PROBLEM DETAILS —
Write out again, exactly, the lines below starting at the one with "[locate] khaki trousers" and ending at the one with "[locate] man in red".

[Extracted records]
------------------------------
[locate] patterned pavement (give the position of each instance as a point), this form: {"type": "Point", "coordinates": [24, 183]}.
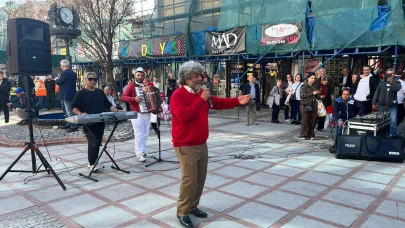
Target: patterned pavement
{"type": "Point", "coordinates": [255, 179]}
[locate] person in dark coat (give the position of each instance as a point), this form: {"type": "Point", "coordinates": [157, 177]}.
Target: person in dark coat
{"type": "Point", "coordinates": [50, 91]}
{"type": "Point", "coordinates": [67, 89]}
{"type": "Point", "coordinates": [5, 87]}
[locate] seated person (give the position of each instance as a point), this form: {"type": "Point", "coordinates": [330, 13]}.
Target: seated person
{"type": "Point", "coordinates": [21, 105]}
{"type": "Point", "coordinates": [344, 109]}
{"type": "Point", "coordinates": [107, 92]}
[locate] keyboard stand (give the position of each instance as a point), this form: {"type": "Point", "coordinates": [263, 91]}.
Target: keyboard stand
{"type": "Point", "coordinates": [115, 166]}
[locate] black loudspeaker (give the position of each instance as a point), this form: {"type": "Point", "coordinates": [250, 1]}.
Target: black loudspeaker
{"type": "Point", "coordinates": [370, 147]}
{"type": "Point", "coordinates": [28, 47]}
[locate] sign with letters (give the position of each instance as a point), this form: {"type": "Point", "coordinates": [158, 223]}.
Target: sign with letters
{"type": "Point", "coordinates": [163, 46]}
{"type": "Point", "coordinates": [281, 34]}
{"type": "Point", "coordinates": [227, 42]}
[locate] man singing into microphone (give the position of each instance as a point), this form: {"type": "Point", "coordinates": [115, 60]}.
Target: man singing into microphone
{"type": "Point", "coordinates": [189, 107]}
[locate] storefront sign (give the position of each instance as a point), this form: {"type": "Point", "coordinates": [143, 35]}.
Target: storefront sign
{"type": "Point", "coordinates": [164, 46]}
{"type": "Point", "coordinates": [281, 34]}
{"type": "Point", "coordinates": [227, 42]}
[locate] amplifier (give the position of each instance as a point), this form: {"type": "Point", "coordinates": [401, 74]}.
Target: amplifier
{"type": "Point", "coordinates": [370, 147]}
{"type": "Point", "coordinates": [381, 129]}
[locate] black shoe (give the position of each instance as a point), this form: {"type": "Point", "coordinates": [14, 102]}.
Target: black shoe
{"type": "Point", "coordinates": [72, 130]}
{"type": "Point", "coordinates": [185, 221]}
{"type": "Point", "coordinates": [199, 213]}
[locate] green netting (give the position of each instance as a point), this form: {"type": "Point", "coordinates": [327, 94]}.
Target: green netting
{"type": "Point", "coordinates": [256, 13]}
{"type": "Point", "coordinates": [346, 23]}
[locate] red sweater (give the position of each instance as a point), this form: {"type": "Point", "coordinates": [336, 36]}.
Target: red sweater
{"type": "Point", "coordinates": [130, 94]}
{"type": "Point", "coordinates": [190, 116]}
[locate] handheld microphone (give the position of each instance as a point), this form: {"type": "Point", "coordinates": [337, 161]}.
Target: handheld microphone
{"type": "Point", "coordinates": [209, 99]}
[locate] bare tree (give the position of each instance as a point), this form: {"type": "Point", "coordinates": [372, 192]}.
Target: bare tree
{"type": "Point", "coordinates": [99, 21]}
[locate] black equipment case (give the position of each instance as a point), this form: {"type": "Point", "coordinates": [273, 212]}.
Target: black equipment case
{"type": "Point", "coordinates": [370, 147]}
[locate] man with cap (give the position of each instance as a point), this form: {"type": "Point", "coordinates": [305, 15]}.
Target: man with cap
{"type": "Point", "coordinates": [5, 86]}
{"type": "Point", "coordinates": [21, 105]}
{"type": "Point", "coordinates": [142, 123]}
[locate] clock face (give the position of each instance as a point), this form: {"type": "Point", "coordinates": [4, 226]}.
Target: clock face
{"type": "Point", "coordinates": [66, 15]}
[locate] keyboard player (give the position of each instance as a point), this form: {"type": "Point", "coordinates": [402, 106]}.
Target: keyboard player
{"type": "Point", "coordinates": [91, 100]}
{"type": "Point", "coordinates": [142, 123]}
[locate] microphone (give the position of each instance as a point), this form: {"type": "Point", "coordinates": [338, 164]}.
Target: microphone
{"type": "Point", "coordinates": [209, 99]}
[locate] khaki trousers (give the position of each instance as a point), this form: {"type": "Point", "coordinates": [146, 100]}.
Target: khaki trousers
{"type": "Point", "coordinates": [193, 164]}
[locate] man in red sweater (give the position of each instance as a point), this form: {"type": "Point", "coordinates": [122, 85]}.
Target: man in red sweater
{"type": "Point", "coordinates": [142, 123]}
{"type": "Point", "coordinates": [189, 106]}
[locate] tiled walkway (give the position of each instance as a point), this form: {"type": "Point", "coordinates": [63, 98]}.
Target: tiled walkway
{"type": "Point", "coordinates": [285, 185]}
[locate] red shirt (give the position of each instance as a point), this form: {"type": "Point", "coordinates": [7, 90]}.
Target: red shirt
{"type": "Point", "coordinates": [190, 116]}
{"type": "Point", "coordinates": [130, 94]}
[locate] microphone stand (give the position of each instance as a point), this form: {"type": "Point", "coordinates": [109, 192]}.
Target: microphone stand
{"type": "Point", "coordinates": [32, 146]}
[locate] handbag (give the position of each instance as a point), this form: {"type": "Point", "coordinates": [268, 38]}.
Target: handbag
{"type": "Point", "coordinates": [307, 108]}
{"type": "Point", "coordinates": [321, 109]}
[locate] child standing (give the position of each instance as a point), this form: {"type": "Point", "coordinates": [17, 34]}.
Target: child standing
{"type": "Point", "coordinates": [277, 93]}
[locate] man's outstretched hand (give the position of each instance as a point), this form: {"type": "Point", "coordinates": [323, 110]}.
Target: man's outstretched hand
{"type": "Point", "coordinates": [244, 99]}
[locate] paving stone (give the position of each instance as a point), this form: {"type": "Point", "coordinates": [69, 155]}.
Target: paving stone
{"type": "Point", "coordinates": [213, 180]}
{"type": "Point", "coordinates": [52, 193]}
{"type": "Point", "coordinates": [343, 163]}
{"type": "Point", "coordinates": [258, 214]}
{"type": "Point", "coordinates": [158, 181]}
{"type": "Point", "coordinates": [392, 208]}
{"type": "Point", "coordinates": [119, 192]}
{"type": "Point", "coordinates": [284, 170]}
{"type": "Point", "coordinates": [350, 198]}
{"type": "Point", "coordinates": [397, 193]}
{"type": "Point", "coordinates": [334, 213]}
{"type": "Point", "coordinates": [333, 169]}
{"type": "Point", "coordinates": [148, 203]}
{"type": "Point", "coordinates": [301, 222]}
{"type": "Point", "coordinates": [284, 200]}
{"type": "Point", "coordinates": [218, 201]}
{"type": "Point", "coordinates": [363, 186]}
{"type": "Point", "coordinates": [320, 178]}
{"type": "Point", "coordinates": [374, 177]}
{"type": "Point", "coordinates": [14, 203]}
{"type": "Point", "coordinates": [376, 221]}
{"type": "Point", "coordinates": [299, 163]}
{"type": "Point", "coordinates": [253, 164]}
{"type": "Point", "coordinates": [77, 204]}
{"type": "Point", "coordinates": [143, 223]}
{"type": "Point", "coordinates": [382, 169]}
{"type": "Point", "coordinates": [107, 217]}
{"type": "Point", "coordinates": [243, 189]}
{"type": "Point", "coordinates": [303, 188]}
{"type": "Point", "coordinates": [233, 171]}
{"type": "Point", "coordinates": [266, 179]}
{"type": "Point", "coordinates": [223, 223]}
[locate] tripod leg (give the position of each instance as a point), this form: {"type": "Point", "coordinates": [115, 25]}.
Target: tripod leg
{"type": "Point", "coordinates": [49, 168]}
{"type": "Point", "coordinates": [14, 162]}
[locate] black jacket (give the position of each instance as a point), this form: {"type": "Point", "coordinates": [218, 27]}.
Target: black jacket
{"type": "Point", "coordinates": [246, 91]}
{"type": "Point", "coordinates": [346, 110]}
{"type": "Point", "coordinates": [386, 94]}
{"type": "Point", "coordinates": [5, 88]}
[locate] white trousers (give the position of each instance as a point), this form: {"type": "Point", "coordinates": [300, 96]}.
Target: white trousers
{"type": "Point", "coordinates": [141, 126]}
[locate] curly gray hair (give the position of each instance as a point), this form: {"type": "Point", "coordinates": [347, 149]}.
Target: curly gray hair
{"type": "Point", "coordinates": [187, 69]}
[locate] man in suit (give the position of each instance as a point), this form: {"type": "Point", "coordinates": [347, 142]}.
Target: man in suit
{"type": "Point", "coordinates": [67, 89]}
{"type": "Point", "coordinates": [5, 87]}
{"type": "Point", "coordinates": [345, 80]}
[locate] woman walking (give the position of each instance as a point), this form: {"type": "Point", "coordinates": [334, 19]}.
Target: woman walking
{"type": "Point", "coordinates": [295, 100]}
{"type": "Point", "coordinates": [309, 108]}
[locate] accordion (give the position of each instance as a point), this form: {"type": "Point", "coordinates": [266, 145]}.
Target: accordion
{"type": "Point", "coordinates": [151, 101]}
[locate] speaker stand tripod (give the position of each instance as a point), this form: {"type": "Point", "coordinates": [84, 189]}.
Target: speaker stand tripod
{"type": "Point", "coordinates": [116, 167]}
{"type": "Point", "coordinates": [31, 146]}
{"type": "Point", "coordinates": [159, 159]}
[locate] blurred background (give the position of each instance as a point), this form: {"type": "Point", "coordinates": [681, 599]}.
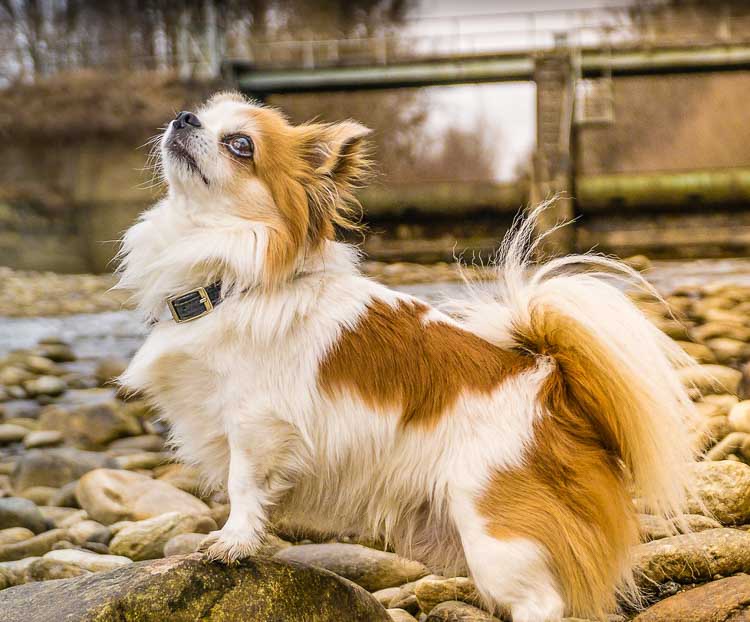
------------------------------
COMPLETED EXERCISE —
[locate] khaki trousers (give the position of each instance as a point), this form: {"type": "Point", "coordinates": [146, 100]}.
Target: khaki trousers
{"type": "Point", "coordinates": [193, 164]}
[locate] man in red sweater (give the position of each instance as a point), this form: {"type": "Point", "coordinates": [122, 85]}.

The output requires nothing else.